▸ **The data**:
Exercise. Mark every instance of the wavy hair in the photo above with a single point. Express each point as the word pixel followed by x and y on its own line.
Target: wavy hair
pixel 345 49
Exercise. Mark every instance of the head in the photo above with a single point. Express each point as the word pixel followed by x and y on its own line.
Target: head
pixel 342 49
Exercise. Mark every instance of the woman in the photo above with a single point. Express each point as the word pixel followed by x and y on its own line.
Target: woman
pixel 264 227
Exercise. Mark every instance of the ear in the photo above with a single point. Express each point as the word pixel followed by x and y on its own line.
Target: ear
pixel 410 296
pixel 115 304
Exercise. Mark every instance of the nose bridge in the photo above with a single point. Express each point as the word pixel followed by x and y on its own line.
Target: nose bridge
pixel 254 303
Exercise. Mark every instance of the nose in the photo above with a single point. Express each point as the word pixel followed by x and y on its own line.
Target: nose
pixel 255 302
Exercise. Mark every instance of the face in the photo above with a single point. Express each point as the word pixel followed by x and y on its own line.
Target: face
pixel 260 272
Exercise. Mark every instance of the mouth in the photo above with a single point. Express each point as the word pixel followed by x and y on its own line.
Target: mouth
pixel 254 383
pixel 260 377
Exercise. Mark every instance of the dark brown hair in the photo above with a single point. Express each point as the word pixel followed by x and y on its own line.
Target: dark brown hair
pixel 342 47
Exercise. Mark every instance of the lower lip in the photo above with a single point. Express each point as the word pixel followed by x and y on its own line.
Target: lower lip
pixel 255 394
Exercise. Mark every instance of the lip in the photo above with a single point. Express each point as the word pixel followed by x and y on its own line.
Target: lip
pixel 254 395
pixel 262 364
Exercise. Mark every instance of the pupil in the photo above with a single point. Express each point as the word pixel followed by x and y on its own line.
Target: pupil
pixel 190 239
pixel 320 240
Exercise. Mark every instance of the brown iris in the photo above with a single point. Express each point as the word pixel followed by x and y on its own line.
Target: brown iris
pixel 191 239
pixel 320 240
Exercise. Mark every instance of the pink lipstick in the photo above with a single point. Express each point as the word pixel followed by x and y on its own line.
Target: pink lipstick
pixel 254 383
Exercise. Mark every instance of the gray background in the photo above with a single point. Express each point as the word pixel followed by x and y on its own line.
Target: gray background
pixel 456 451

▸ **Given problem**: Give back all of the data above, unchanged in every character and line.

▸ **Written reply**:
Exercise. Mark every instance of the wavy hair in the photo above with a single point. Express each point as the word pixel followed by x and y on its own line.
Target: wavy hair
pixel 345 49
Exercise. Mark every instance of the head in the photo above with a single point. Express each point as the word pixel followed by x and y on its own line.
Target: head
pixel 342 49
Exercise. Mark every instance of the woman in the photo above with a single point. Express each point as the word pixel followed by x and y on its own line.
Target: woman
pixel 264 227
Exercise. Mark every instance of the ear in the photo above with a single point. Express each point as the word pixel followed by x and y on its own line.
Target: ear
pixel 410 296
pixel 115 304
Exercise. Mark every instance of the nose bridge in the photo above with a single point. Express each point as the word pixel followed by x and y on its own line.
Target: nose bridge
pixel 254 303
Exercise. Mark every instance of the nose in the photo above with a single point. Express each point as the word pixel followed by x and y on its own line.
Target: nose
pixel 255 302
Exercise. Mark every instance of the face in the photo above with a single point. Express each point as the word pixel followed by x and y on its own line.
Target: face
pixel 260 272
Exercise. Mark every instance of the mouth in the photo above with a single point. Express each point as the word pixel followed by x and y on its own line.
Target: mouth
pixel 254 383
pixel 260 377
Exercise. Mark every instance of the dark brown hair in the photo above with a single point. Express each point as the word pixel followed by x and y on its own line.
Target: dark brown hair
pixel 342 47
Exercise. Mark every instance of the lower lip in the photo above with a single point. Express each point as the word pixel followed by x and y on its own line.
Target: lower lip
pixel 255 394
Exercise. Mark every instance of the lip in the photo above with a single point. Express each point as the word pixel followed by x and y on its own line.
Target: lip
pixel 254 395
pixel 262 364
Exercise. Mark every instance of the pupil in the photo above with a single point. Express each point as the word pixel followed by x and y on its own line.
Target: pupil
pixel 190 239
pixel 320 240
Exercise. Mark every instance of the brown iris in the photo above with a single point. Express each point as the word pixel followed by x and y on its own line.
Target: brown iris
pixel 191 239
pixel 320 240
Exercise. Mark every instance of the pink lipstick in the photo above with a single point. Express each point as the word pixel followed by x and y on its own line.
Target: pink lipstick
pixel 254 383
Exercise. Mark every instance of the gray background in the photo above with a single point. Express each point as the word pixel followed by x and y on its own line.
Target: gray background
pixel 456 451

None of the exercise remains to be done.